▸ **APLICA LO LEÍDO**
• 1. Según el texto sobre el papa Francisco, ¿en qué trabajaba su padre?
• 2. Retoma el texto sobre el papa Francisco y continúalo justo después de su última oración.

Revista Capital

El último viaje del papa Francisco

El 21 de abril, a las 7:35 de la mañana, Francisco murió como había vivido: sin hacer demasiado ruido. Hijo de inmigrantes italianos en un barrio humilde de Buenos Aires, Jorge Mario Bergoglio aprendió pronto que las cosas importantes se hacen en silencio. Durante su pontificado llevó a la Iglesia más allá de sus mapas tradicionales, alejándola del poder y acercándola a las periferias. Su apuesta fue por un cristianismo de presencia humilde y consuelo silencioso. Así, el papa Francisco demostró que la fuerza de la fe se mide en la capacidad de estar junto a los que casi nadie ve

Por Marta Díaz de Santos

Jorge Mario Bergoglio nació en un hospital cualquiera de Buenos Aires, el 17 de diciembre de 1936. Hijo de inmigrantes italianos, sus padres, Mario José y Regina María, trabajaban duro y soñaban poco. Su padre era contador en el ferrocarril y su madre, Regina María, ama de casa. En la casa familiar se hablaba más de trabajo que de política y más de rezar que de discutir. Él, mientras tanto, creció entre partidos de fútbol en la calle, con una fe que se presentaba como forma de resistir.

(Datos de localización de regiones a partir de texto)
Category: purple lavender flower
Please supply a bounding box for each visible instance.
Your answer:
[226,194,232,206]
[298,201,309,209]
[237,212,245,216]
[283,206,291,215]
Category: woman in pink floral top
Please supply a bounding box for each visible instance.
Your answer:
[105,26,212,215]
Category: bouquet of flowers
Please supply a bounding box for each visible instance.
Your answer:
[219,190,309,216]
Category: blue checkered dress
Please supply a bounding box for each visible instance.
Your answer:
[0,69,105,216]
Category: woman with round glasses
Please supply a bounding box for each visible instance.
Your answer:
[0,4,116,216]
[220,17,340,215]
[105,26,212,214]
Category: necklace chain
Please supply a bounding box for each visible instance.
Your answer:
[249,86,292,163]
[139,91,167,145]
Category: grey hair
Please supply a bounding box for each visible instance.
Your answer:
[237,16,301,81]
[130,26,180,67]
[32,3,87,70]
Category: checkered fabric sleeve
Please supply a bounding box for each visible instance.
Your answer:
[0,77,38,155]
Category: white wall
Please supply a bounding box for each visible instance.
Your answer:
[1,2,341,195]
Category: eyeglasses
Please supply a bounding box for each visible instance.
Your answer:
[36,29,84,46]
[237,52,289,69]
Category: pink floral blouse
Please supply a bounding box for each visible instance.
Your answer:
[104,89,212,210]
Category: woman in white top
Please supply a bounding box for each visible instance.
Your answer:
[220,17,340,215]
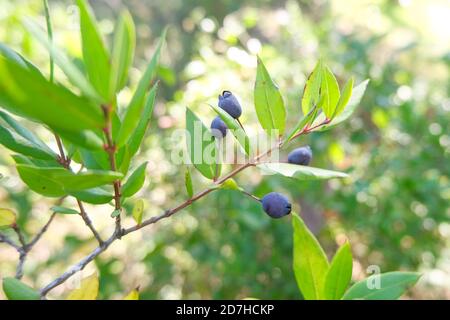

▸ **RESPUESTAS**
• 1. Era contador en el ferrocarril.

• 2.
Antes de ser cura fue muchas otras cosas: técnico químico, portero de discoteca, profesor… Estudió en la Escuela Técnica Industrial Nº 27 Hipólito Yrigoyen y trabajó en un laboratorio. Era bueno con las fórmulas; pero también tenía un gran hobbie: ser hincha de San Lorenzo, un amor que no renegó nunca, ni siquiera con la sotana puesta. En su adolescencia pasó una enfermedad grave: una infección pulmonar le costó parte de un pulmón; herida que marcó su vida para siempre.

Francisco no quiso trascender por sus declaraciones, sino por la visita silenciosa a una pequeña iglesia en el desierto, a un campo de refugiados, a una misa en un idioma que apenas entendía

Entró en el seminario casi de sorpresa, como quien acepta una invitación que lleva tiempo ignorando. Se hizo jesuita en 1958. De aquellos primeros años como novicio quedan fotos en blanco y negro donde se le ve serio, delgado, mirando al suelo. Sus compañeros recuerdan que era exigente, sobre todo consigo mismo.

Antes de llegar a Roma, Jorge Bergoglio fue profesor de literatura y psicología en colegios de Buenos Aires. Era un lector voraz que hablaba de autores como Borges o Cervantes con una pasión que hoy cuesta imaginar en un pontífice. A sus alumnos les enseñaba a pensar, escuchar, y a mirar el mundo con compasión.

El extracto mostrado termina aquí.